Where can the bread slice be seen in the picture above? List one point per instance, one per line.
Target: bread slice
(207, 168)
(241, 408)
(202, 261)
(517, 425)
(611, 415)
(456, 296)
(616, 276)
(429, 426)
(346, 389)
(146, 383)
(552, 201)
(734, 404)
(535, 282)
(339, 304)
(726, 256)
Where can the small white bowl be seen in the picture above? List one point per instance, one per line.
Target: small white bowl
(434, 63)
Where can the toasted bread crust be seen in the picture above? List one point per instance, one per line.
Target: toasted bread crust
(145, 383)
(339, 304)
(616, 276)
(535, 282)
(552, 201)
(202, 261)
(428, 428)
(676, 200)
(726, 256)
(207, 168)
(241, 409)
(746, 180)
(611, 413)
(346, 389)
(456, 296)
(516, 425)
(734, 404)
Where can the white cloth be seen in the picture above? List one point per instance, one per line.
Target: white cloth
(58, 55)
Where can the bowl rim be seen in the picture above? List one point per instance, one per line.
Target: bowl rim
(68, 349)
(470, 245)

---

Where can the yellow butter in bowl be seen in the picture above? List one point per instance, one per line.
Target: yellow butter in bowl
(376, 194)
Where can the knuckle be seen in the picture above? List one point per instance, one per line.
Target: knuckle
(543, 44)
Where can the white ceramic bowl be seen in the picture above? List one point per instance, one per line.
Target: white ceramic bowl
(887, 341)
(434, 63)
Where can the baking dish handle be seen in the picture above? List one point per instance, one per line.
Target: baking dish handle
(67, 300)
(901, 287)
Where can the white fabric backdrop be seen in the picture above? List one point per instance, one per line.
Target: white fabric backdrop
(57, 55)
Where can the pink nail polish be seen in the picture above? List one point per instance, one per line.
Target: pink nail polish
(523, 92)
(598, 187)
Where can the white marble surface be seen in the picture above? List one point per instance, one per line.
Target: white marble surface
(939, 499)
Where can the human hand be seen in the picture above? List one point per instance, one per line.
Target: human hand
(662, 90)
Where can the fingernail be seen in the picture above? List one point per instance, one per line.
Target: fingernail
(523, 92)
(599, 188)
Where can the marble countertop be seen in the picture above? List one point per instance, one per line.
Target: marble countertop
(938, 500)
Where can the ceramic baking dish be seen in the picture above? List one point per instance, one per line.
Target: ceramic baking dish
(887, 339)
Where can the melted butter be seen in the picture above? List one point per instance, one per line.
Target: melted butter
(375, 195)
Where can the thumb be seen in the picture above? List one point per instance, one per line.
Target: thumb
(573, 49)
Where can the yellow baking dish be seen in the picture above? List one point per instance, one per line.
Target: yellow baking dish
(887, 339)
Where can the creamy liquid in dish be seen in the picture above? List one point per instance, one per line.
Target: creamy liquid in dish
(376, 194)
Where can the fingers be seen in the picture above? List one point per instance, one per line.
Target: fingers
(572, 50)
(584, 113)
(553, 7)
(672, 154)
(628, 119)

● Task statement
Referring to the material above, set down exactly the lines between the line with "Where can the small" and the line with "Where can the toasted", inclusive, and no other lines.

● Written answer
Where can the small white bowl be seen in the picture above? List one point per instance, one per line.
Target: small white bowl
(434, 63)
Where can the toasted bread crust be seen in the picture above? List one point per instance, one per line.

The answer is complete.